WORK TASK: Could you repeat the entries below exactly, but only from the line with "the distant white" through the line with "the white stucco", and without any picture?
GIVEN DATA below:
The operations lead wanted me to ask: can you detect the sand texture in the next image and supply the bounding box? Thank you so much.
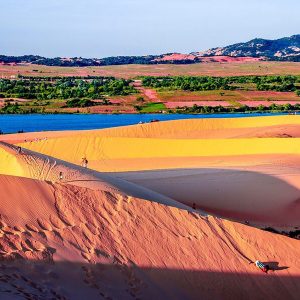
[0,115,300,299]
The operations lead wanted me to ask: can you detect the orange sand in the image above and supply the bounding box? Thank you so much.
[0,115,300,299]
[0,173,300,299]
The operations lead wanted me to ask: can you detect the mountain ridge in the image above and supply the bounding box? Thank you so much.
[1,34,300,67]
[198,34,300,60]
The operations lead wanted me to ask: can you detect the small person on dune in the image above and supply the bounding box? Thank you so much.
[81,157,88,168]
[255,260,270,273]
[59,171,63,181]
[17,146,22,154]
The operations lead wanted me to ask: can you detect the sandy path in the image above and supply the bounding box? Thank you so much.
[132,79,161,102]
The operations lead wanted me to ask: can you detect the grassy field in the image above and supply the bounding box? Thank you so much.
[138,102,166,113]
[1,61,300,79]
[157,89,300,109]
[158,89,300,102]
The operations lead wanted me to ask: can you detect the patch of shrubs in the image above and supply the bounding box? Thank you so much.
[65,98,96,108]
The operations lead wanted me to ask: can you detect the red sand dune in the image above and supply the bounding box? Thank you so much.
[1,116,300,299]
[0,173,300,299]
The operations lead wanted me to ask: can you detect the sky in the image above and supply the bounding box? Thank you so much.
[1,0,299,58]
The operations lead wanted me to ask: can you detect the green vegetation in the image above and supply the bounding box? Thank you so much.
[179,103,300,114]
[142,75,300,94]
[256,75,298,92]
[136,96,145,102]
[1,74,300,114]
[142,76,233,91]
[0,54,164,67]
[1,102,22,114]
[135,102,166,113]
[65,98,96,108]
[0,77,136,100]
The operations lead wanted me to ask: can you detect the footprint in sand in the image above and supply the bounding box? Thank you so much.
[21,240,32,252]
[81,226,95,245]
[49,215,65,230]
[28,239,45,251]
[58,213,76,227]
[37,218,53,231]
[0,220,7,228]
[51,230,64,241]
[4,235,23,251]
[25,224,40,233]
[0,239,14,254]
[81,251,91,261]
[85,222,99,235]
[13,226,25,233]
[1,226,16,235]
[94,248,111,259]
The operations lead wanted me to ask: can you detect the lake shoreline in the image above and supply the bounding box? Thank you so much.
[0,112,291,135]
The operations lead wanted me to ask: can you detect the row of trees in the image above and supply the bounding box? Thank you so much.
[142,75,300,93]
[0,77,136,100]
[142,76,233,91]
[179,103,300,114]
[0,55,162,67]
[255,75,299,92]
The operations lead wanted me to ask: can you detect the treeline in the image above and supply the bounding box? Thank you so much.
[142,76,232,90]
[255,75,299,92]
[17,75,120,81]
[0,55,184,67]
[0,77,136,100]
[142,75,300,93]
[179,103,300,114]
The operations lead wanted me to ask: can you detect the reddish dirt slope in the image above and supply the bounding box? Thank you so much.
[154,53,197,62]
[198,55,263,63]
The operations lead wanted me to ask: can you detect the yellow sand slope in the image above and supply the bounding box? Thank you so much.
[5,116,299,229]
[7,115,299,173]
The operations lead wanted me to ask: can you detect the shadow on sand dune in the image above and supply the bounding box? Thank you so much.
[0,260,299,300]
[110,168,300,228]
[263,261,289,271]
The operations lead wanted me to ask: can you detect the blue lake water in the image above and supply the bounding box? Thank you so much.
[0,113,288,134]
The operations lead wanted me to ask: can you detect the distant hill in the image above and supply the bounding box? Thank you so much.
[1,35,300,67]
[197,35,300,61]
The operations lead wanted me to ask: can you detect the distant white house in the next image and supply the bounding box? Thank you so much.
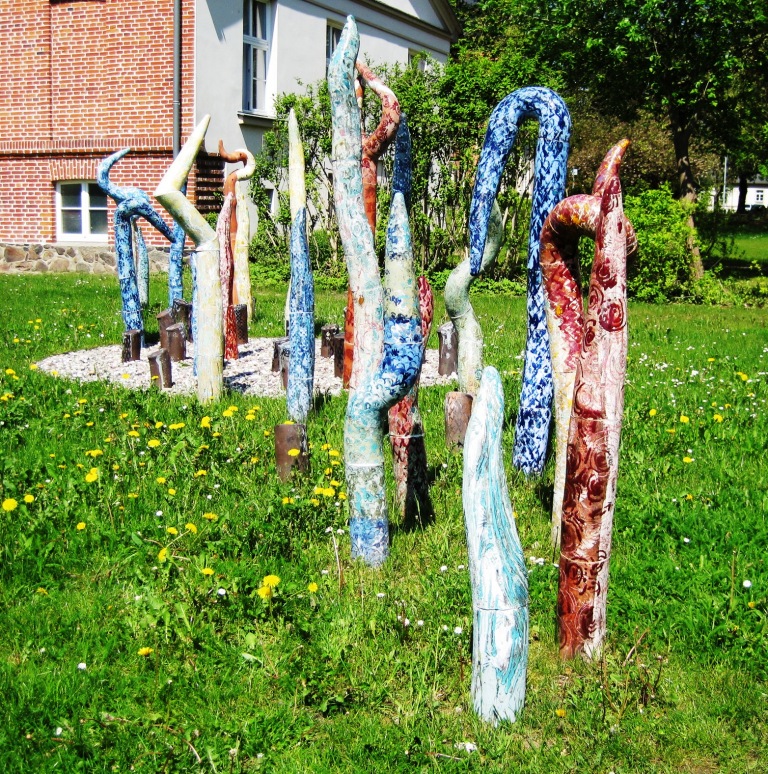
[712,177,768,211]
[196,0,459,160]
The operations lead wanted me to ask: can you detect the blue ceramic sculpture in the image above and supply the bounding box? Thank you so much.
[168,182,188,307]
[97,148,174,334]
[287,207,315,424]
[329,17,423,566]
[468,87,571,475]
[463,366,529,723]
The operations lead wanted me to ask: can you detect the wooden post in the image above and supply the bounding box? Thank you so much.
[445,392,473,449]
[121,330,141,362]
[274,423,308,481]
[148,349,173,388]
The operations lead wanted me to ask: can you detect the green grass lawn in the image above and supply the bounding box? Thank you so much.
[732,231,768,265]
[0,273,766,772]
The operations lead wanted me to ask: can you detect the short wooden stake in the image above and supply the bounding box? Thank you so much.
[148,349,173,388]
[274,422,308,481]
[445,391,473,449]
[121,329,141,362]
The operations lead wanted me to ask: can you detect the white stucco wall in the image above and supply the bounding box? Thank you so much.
End of GIVEN DATA.
GIVEN DATA below:
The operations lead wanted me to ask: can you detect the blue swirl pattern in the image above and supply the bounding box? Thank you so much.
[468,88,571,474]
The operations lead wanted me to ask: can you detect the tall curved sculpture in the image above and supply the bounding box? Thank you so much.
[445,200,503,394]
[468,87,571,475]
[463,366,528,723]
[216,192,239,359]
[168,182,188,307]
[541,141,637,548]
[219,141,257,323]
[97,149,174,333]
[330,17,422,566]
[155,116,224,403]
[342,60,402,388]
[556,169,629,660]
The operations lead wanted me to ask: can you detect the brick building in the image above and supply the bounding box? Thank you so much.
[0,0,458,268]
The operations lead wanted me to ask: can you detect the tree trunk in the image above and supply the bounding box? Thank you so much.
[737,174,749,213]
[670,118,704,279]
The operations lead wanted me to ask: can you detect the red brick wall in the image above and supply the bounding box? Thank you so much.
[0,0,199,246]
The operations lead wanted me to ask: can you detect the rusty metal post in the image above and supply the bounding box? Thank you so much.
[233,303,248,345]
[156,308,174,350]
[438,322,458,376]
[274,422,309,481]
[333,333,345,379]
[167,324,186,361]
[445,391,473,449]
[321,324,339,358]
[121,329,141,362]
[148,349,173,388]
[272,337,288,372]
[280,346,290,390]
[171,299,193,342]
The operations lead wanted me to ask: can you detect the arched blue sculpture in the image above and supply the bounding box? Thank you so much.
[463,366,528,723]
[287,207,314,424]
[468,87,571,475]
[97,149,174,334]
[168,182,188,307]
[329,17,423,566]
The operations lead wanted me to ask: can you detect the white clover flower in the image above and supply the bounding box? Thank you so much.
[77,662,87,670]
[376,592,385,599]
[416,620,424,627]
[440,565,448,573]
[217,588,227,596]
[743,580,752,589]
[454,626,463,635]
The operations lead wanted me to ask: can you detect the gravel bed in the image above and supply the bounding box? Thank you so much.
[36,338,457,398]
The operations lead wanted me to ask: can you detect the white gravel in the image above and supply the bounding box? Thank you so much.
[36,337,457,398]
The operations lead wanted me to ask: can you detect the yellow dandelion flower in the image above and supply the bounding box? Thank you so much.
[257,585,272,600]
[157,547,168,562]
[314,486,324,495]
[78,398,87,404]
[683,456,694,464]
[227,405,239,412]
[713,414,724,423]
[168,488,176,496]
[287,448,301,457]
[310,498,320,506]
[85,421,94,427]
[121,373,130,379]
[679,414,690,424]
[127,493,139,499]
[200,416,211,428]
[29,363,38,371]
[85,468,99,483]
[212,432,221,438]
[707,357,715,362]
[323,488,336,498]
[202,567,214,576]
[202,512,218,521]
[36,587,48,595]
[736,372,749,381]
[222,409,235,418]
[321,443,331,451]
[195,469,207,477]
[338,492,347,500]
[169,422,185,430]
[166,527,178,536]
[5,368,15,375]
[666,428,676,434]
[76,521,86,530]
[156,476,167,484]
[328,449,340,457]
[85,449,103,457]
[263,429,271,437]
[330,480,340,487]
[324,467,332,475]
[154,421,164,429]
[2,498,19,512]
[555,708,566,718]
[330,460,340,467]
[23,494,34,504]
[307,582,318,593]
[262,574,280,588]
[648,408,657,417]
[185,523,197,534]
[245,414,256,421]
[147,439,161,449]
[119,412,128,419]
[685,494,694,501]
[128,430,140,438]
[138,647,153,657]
End of GIVEN DATA.
WRITTEN SOLUTION:
The operations lead wanted me to ask: can you detect the distant white house in the next image and supply the bounding box? Thank you so much.
[712,177,768,211]
[196,0,459,160]
The operations lead wanted me to ask: can you detect the blue ceramic sculpture in the image above and supply the bounding box? Thank you so much.
[168,182,188,307]
[97,148,174,334]
[287,207,315,424]
[329,17,423,566]
[468,87,571,475]
[463,366,529,723]
The operations lead wanted me to ask: can you detect the wooden post in the image above and supply the bounding box? Thank you so much.
[445,392,473,449]
[121,330,141,362]
[274,423,308,481]
[148,349,173,388]
The operations lead wanted me to ask: can you detect the green grass lawn in the image above and supply the bounding box? Thank you so much.
[732,231,768,265]
[0,273,766,772]
The operations lead wanted me to ask: can you detect the short wooden stake in the image above and supply the bounding box? Thank you so much.
[148,349,173,388]
[274,422,308,481]
[445,391,473,449]
[121,329,141,362]
The operations lead wanted me to ask: can you detect the white stucco wall in the image above and supply the bounding box? Thank you so much.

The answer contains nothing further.